• _Exercise brief_: Reproduce all the lines below, shifting each x and y coordinate in the answer points up by 27 and leaving the sample coordinates in the instructions unchanged. Leave the pictures out.
--- Begin Provided data ---
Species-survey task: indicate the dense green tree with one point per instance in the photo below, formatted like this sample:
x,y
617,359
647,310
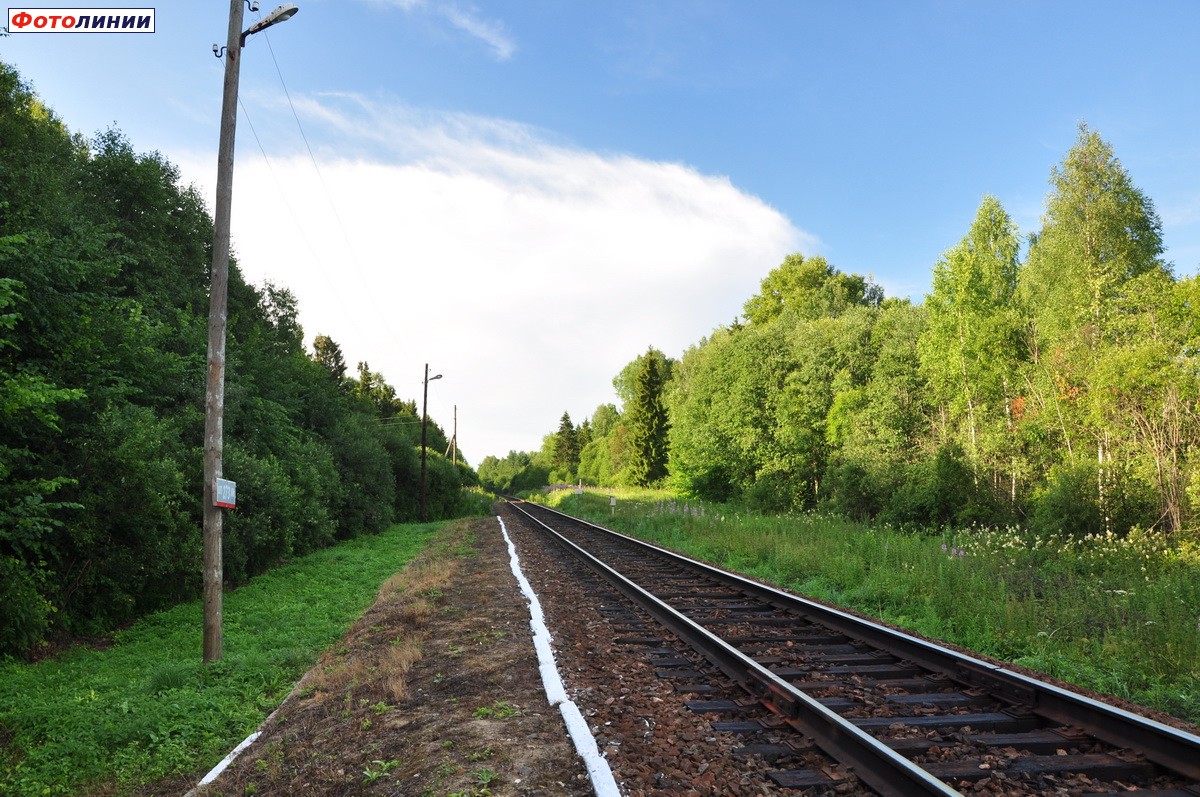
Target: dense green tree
x,y
646,415
1098,232
809,288
565,451
972,351
329,354
103,300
--- End Provided data ---
• _Task response_:
Species-survey task: indicate the dense green tree with one point per instance in the photo below, formatted like this sample:
x,y
617,359
647,310
Target: dense green tree
x,y
673,442
1125,259
836,315
592,478
999,378
356,381
130,327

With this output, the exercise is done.